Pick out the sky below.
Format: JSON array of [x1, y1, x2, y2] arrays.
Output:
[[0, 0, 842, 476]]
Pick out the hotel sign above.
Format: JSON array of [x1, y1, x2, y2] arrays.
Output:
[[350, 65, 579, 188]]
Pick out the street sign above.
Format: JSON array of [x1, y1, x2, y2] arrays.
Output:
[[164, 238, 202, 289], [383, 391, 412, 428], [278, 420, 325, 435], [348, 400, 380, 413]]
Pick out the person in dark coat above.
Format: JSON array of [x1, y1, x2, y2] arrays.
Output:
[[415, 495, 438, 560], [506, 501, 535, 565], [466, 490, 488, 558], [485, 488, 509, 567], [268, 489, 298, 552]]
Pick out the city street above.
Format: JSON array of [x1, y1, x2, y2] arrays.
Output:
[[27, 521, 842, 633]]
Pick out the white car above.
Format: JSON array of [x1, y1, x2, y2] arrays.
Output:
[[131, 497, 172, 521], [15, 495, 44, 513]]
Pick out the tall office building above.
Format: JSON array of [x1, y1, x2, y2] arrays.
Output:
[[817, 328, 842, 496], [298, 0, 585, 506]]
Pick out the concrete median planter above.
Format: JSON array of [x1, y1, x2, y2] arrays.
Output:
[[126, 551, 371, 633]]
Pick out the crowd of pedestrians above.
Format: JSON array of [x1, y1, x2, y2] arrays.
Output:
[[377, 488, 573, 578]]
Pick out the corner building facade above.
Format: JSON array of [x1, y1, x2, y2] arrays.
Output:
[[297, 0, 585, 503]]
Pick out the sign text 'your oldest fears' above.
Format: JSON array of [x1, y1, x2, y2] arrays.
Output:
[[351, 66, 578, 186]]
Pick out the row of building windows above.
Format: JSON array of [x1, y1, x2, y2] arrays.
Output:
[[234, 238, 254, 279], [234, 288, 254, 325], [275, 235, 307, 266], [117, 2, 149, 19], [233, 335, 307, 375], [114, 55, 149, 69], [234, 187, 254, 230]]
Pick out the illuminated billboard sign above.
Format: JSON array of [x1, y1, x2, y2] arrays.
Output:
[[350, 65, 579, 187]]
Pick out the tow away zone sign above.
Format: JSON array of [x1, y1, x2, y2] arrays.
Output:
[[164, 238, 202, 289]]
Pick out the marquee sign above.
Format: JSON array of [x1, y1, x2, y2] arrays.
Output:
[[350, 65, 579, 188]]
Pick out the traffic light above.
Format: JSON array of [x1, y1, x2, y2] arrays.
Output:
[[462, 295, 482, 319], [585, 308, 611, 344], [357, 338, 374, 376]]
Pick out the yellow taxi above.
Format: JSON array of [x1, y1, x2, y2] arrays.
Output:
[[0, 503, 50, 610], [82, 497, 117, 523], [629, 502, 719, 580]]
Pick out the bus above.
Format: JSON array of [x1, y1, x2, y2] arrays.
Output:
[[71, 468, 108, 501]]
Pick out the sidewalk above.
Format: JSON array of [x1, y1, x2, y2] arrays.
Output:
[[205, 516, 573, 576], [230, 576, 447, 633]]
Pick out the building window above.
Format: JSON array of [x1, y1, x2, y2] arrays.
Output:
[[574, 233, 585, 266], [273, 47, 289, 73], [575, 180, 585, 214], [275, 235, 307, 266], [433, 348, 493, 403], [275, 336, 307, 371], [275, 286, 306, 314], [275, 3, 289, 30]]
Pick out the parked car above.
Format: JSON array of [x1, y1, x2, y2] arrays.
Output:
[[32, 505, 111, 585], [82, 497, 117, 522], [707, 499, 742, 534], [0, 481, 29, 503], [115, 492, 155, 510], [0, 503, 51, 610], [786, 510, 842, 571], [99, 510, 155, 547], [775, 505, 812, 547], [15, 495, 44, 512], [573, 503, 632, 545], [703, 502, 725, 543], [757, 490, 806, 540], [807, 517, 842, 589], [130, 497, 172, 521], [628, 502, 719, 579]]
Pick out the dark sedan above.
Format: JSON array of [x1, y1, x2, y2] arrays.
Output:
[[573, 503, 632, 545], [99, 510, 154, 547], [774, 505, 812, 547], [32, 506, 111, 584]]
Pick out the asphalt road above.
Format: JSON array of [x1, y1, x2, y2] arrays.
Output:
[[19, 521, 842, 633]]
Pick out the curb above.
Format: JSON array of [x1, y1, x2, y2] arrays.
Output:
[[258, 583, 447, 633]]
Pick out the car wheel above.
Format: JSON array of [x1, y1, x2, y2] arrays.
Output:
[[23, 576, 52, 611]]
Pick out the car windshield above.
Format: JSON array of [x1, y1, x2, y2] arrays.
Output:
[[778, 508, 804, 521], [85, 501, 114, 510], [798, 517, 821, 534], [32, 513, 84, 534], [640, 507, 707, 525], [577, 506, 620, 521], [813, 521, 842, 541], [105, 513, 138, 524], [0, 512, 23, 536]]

......

▶ **Your objective**: Find every line in the items above that contains the word "street" and copy each of those lines in full. Case counts.

▶ **Output**:
Pick out the street sign above.
Pick out the city street above.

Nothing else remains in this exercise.